### Text section

Understanding the Potential Risks of Physician Practice Management Arrangements
By: Dustin T. Wachler, Esq.
While physician practice management companies are common in the healthcare industry, physician groups and management companies must be aware of the regulatory challenges presented by physician practice management arrangements. In Michigan, management agreements with physician practices raise concerns under the corporate practice of medicine doctrine and state fee splitting laws, especially when such arrangements include marketing by the management company and percentage of revenue compensation.
In a typical management company arrangement, a physician group contracts with a management company to manage all non-clinical aspects of the practice. Management companies ease the burden on healthcare providers by handling administrative functions such as finance, scheduling, billing and overall management of the practice. Large management companies may also have relationships with suppliers and other entities that allow physician practices to negotiate more beneficial arrangements.
Management companies may be compensated by physician practices in a variety of ways, including a flat fee or a percentage of a practice’s revenue or profits. In the case of percentage of revenue compensation arrangements, physician groups and management companies must structure the management agreements to comply with Michigan’s prohibition on fee splitting. Under the Michigan Public Health Code, unethical business practices in the medical professions are defined to include dividing fees for referral of patients or accepting kickbacks on medical or surgical services, appliances, or medications purchased by or on behalf of patients. Further, in the event that a management company provides marketing services or otherwise generates business on behalf of a physician practice, the agreement can implicate similar prohibitions under the Michigan Health Care False Claims Act and the Michigan Penal Code.
Physician practice management agreements may also implicate Michigan’s corporate practice of medicine doctrine. In Michigan, the corporate practice of medicine doctrine prohibits a lay person or entity from practicing medicine directly, by employing licensed health care providers or, in some circumstances, entering into independent contractor arrangements for the provision of professional medical services. The prohibition on the corporate practice of medicine is grounded in public policy concerns based on the principle that when a lay corporation holds a financial interest in a physician’s profits, the entity has a direct interest in and ability to control medical decision-making and impact the quality of care provided to patients. In Michigan, the prohibition on the corporate practice of medicine stems from statutes regulating the practice of medicine, business corporation laws, case law, licensing actions, and attorney general opinions. Physician practice management arrangements may violate the corporate practice of medicine doctrine by accepting percentage of revenue compensation, especially if the management company receives greater than 50% of the physician practice’s revenue generated from professional services. Additionally, an arrangement can violate the corporate practice of medicine doctrine due the management company’s level of control over the physician practice.

### Source data
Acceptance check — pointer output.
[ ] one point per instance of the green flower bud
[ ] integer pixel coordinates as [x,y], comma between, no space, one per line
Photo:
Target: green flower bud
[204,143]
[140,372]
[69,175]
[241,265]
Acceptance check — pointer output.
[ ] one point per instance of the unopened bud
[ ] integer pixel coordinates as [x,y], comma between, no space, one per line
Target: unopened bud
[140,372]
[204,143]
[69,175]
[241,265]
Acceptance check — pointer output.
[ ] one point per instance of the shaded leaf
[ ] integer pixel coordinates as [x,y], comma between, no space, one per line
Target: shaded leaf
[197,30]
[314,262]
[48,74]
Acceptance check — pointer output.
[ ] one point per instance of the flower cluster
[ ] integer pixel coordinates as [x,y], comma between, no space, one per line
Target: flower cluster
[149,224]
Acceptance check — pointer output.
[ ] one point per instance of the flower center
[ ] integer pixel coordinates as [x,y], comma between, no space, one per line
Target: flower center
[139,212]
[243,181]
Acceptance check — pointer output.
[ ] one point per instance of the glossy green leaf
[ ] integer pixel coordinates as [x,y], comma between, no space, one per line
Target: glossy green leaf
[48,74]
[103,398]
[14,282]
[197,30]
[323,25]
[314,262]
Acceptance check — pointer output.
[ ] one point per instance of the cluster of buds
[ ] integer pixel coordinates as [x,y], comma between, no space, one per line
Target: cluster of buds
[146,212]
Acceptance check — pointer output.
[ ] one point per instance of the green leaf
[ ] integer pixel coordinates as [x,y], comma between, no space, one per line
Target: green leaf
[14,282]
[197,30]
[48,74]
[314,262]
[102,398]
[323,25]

### Exercise details
According to the article on physician practice management arrangements, what share of a physician practice's professional-services revenue, when received by a management company, makes a violation of Michigan's corporate practice of medicine doctrine especially likely?

### Solution to the problem
Greater than 50% of the revenue generated from professional services.